- [Work required] Among the records below, find the lines with the word "table" and copy them.

- [Given data]
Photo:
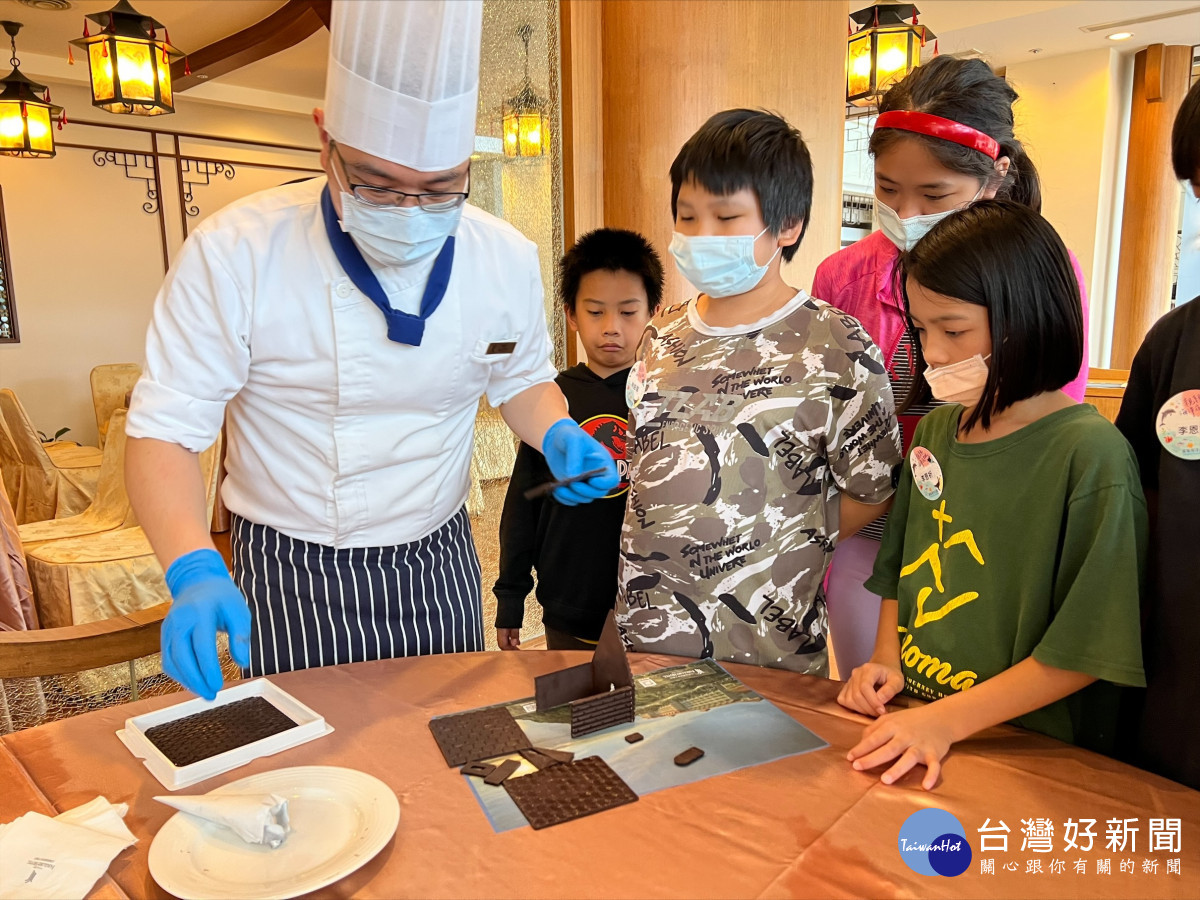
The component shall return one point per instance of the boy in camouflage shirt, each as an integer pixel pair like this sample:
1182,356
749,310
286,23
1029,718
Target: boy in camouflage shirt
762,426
* * *
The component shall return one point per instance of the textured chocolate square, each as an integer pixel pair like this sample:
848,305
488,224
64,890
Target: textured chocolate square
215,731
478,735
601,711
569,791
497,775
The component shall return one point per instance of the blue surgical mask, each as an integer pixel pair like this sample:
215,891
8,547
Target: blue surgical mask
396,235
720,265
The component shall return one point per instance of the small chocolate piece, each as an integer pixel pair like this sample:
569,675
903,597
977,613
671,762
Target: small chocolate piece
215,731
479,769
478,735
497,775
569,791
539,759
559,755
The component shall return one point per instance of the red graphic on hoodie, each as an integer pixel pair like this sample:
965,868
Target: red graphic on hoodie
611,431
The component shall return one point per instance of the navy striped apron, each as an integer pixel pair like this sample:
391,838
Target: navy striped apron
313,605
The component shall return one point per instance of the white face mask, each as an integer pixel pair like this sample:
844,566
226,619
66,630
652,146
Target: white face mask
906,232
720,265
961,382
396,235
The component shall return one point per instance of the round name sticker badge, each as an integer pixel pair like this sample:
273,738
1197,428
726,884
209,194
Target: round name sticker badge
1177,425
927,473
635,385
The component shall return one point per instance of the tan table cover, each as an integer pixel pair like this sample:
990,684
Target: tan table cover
* * *
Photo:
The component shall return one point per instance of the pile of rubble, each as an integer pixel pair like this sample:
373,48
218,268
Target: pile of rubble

- [Solution]
The component shall return one point per instance of the tan table cover, each as an integer pixel pair like this sample:
Target: tan table cover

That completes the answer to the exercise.